Records to use:
══════════

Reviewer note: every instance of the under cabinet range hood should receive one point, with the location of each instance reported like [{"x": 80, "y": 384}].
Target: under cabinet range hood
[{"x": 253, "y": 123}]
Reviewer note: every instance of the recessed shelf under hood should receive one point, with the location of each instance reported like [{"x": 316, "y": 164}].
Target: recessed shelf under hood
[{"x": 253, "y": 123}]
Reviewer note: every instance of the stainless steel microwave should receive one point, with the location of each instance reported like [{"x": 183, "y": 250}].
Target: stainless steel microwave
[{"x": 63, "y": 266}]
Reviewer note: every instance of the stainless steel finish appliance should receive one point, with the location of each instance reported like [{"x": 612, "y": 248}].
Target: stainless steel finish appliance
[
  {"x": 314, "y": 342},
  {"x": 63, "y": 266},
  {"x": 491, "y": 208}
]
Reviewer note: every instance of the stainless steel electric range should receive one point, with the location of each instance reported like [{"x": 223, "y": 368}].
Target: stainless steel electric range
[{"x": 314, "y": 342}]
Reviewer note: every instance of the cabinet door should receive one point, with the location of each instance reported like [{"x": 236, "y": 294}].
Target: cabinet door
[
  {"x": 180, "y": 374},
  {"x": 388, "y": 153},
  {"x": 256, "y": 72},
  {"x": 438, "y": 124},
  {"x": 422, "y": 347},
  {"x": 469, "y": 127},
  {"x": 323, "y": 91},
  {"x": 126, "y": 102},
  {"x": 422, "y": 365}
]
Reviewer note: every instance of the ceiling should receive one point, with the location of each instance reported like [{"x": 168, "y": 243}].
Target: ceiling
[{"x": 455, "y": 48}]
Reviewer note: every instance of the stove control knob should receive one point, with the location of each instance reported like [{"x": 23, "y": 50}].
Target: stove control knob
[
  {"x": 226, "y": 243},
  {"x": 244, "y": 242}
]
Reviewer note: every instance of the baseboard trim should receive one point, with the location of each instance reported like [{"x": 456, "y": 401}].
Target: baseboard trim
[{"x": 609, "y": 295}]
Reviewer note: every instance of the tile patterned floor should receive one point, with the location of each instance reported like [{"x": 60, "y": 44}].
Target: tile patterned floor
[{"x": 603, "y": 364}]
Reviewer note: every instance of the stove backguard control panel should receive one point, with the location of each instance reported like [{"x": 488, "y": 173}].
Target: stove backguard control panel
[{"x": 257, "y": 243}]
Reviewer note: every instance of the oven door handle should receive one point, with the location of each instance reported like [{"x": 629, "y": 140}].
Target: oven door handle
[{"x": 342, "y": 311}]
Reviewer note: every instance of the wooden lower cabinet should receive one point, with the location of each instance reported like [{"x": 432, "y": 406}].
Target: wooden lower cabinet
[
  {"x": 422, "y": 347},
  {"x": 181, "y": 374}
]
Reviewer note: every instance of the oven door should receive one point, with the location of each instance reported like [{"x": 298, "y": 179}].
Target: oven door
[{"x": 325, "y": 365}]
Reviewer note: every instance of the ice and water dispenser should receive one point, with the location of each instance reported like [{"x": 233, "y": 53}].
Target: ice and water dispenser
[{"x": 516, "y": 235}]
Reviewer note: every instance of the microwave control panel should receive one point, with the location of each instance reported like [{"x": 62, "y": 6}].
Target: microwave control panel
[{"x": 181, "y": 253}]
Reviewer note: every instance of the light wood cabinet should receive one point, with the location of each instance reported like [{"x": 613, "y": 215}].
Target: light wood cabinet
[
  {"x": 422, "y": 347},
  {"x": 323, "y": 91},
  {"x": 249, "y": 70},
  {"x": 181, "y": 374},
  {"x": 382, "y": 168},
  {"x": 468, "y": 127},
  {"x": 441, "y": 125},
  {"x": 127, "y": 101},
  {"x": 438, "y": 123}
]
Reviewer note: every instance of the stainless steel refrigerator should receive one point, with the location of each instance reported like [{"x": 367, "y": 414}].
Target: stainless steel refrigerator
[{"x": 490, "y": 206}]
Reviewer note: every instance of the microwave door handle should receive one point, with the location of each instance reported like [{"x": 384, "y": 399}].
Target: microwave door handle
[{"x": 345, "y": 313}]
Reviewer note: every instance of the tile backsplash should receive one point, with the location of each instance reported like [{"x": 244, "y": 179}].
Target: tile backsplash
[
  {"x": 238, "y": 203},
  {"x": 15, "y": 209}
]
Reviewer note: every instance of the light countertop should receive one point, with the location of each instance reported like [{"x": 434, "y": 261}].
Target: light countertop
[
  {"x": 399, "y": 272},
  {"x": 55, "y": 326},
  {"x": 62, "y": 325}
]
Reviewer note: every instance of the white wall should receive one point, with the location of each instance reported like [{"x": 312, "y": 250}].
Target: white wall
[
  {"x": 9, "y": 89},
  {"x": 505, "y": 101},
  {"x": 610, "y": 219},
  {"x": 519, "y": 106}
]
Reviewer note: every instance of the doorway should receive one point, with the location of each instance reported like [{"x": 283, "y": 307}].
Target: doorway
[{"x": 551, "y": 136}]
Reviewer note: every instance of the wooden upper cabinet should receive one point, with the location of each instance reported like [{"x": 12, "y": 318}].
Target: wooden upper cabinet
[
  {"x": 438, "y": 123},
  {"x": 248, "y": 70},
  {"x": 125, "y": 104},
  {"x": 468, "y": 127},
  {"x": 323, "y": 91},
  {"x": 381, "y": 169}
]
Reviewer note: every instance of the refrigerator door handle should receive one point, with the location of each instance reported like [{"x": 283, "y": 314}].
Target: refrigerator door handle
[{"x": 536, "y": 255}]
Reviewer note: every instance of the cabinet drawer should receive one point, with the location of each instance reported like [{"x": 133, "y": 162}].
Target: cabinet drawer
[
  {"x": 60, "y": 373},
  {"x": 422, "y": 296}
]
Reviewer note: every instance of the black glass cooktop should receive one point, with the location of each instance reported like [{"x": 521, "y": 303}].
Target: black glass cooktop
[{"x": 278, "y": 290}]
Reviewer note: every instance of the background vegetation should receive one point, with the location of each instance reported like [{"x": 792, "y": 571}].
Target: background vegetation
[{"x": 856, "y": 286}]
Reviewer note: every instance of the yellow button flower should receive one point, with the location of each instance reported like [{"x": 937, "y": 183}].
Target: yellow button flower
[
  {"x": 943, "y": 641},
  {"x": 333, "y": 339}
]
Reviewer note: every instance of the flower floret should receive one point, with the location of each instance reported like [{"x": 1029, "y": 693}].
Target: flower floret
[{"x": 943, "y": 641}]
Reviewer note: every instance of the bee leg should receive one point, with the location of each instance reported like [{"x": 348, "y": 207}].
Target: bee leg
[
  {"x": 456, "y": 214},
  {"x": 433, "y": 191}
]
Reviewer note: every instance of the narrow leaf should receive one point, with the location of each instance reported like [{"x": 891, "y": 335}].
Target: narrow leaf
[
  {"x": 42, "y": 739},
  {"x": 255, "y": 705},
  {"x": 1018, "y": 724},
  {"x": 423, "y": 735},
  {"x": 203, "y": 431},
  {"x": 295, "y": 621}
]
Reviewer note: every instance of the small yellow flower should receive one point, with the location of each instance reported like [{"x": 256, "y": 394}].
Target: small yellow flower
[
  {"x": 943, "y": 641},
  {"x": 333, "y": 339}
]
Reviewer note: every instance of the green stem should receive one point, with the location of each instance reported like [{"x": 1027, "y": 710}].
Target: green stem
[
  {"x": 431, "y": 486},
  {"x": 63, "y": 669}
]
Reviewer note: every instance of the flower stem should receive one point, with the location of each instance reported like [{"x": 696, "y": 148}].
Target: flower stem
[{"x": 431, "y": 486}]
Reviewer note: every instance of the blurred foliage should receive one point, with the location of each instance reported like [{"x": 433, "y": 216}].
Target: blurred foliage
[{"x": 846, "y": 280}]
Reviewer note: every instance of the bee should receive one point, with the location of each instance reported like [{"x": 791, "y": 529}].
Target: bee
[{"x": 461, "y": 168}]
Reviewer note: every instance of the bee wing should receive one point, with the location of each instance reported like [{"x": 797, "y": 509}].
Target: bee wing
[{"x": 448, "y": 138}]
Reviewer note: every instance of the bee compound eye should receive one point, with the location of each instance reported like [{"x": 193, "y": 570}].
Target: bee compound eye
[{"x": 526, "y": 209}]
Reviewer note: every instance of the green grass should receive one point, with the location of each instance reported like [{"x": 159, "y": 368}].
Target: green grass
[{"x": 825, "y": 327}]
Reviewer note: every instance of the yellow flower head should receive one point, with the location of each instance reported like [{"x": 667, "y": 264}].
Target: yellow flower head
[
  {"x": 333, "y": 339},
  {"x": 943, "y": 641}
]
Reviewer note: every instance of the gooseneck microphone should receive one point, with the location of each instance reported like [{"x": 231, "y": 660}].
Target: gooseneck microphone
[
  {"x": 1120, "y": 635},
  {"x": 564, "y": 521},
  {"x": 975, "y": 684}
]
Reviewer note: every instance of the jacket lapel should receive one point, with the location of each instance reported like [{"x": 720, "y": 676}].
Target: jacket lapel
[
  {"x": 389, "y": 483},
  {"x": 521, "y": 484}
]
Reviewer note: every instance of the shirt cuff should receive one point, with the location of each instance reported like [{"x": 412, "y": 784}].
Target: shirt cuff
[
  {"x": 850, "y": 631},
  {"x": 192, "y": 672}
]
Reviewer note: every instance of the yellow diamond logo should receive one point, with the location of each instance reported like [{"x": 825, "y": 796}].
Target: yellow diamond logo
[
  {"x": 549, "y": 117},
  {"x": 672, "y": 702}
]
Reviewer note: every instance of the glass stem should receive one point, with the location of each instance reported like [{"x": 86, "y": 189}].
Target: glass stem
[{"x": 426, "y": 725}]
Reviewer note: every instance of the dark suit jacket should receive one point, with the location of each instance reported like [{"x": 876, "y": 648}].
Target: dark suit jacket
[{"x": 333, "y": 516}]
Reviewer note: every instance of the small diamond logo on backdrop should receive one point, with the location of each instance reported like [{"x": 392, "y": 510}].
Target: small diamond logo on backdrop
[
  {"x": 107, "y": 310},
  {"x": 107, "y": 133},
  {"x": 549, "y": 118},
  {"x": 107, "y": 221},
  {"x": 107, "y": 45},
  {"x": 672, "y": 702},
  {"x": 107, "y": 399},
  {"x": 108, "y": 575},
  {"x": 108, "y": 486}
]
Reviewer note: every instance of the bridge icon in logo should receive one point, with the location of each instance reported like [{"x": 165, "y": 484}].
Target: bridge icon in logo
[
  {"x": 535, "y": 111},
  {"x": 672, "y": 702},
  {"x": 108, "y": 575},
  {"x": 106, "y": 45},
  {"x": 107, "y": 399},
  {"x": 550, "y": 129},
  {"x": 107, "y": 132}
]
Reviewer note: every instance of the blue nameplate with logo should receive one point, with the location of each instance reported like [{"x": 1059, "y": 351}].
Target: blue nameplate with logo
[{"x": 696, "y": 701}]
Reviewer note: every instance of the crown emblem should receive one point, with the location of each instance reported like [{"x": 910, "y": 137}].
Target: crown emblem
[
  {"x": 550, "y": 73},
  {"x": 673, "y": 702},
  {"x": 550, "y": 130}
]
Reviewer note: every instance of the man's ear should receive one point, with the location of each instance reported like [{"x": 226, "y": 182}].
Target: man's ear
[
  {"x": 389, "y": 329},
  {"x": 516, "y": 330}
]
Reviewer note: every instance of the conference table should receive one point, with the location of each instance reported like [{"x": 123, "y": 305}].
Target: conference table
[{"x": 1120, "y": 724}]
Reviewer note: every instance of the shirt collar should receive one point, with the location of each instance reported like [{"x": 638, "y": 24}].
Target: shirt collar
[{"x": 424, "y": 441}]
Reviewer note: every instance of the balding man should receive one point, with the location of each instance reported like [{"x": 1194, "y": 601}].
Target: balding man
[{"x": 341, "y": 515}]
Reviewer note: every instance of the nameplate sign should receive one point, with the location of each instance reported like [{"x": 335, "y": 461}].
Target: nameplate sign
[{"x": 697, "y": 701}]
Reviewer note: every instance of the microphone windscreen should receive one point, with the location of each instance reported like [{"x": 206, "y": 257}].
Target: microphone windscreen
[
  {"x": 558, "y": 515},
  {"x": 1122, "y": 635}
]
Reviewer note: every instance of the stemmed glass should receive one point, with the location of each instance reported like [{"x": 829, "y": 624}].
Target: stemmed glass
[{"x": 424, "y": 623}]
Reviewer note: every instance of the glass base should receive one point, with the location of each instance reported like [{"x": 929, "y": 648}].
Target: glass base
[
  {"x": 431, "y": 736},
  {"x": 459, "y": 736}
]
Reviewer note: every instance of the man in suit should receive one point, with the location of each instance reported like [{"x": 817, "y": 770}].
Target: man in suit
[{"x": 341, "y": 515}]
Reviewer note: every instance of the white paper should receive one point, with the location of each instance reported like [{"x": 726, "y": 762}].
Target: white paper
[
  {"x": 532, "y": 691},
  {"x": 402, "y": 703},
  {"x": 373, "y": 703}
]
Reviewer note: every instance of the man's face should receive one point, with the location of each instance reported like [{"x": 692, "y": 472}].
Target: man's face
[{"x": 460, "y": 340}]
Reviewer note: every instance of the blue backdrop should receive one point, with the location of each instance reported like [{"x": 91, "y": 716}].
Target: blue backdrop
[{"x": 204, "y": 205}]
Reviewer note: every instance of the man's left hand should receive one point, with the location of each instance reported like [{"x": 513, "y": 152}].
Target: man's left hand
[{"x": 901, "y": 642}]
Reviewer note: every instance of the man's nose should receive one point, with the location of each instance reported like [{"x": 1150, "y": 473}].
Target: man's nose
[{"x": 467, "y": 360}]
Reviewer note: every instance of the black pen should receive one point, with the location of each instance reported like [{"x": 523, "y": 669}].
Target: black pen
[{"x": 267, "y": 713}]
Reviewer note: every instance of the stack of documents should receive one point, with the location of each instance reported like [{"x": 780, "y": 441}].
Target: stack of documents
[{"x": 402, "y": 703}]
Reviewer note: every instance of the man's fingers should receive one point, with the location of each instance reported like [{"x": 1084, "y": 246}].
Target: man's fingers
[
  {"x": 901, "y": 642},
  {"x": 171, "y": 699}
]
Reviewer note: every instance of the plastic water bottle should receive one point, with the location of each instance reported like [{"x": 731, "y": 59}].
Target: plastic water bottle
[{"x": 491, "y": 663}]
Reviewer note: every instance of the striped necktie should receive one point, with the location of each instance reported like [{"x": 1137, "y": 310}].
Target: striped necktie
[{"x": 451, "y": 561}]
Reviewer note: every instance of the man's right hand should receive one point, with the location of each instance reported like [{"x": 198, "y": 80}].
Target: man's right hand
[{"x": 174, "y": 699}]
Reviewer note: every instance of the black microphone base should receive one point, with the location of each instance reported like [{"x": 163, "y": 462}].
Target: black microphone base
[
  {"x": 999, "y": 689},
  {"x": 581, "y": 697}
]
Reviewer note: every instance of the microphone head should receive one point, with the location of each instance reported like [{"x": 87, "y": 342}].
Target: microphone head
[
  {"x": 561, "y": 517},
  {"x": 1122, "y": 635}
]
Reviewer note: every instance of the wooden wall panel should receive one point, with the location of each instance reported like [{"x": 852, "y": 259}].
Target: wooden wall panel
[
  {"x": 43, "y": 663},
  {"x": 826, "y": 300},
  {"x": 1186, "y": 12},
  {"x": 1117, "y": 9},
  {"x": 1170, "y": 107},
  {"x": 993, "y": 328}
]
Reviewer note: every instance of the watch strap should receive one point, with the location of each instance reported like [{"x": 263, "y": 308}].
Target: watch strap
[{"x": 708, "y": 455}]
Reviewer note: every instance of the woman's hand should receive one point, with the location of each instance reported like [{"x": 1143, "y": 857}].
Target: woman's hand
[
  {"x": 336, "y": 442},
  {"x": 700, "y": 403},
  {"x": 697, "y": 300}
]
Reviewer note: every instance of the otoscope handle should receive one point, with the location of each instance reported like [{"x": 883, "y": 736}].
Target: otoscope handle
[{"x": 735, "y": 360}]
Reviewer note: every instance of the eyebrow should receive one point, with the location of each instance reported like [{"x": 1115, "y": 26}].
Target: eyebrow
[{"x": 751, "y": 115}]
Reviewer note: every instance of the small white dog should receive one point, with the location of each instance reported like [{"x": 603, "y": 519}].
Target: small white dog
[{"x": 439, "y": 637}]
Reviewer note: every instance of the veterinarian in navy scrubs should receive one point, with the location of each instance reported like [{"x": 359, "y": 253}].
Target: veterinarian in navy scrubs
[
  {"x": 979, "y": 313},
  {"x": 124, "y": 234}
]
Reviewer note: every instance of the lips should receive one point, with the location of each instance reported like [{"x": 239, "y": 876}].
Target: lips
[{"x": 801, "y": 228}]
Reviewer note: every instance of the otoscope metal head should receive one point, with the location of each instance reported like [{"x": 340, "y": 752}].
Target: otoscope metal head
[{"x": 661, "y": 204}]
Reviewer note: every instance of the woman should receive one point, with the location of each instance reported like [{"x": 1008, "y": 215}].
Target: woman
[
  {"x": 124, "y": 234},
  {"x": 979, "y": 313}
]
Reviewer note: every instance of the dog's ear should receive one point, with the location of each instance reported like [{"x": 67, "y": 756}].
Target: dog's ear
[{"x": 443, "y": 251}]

══════════

Work instruction: Write out again, exactly, the lines from the one holding "Reviewer note: every instance of the lips" through the end of the listing, with both ends included.

Result of this exercise:
Reviewer note: every instance of the lips should receive one point, with the location of each instance reported like [{"x": 239, "y": 876}].
Target: lips
[{"x": 801, "y": 228}]
Reviewer note: every instance of the otoscope metal head should receive one point, with the location of each instance reported like [{"x": 340, "y": 752}].
Target: otoscope metal head
[{"x": 661, "y": 204}]
Reviewer note: every instance of the woman should receive one point, with the location of each instance reported like [{"x": 1008, "y": 215}].
Target: woman
[
  {"x": 124, "y": 234},
  {"x": 979, "y": 313}
]
Reviewer note: every instance of the dog's ear should receive one point, with the location of each instance reported like [{"x": 67, "y": 756}].
Target: dog's ear
[{"x": 443, "y": 251}]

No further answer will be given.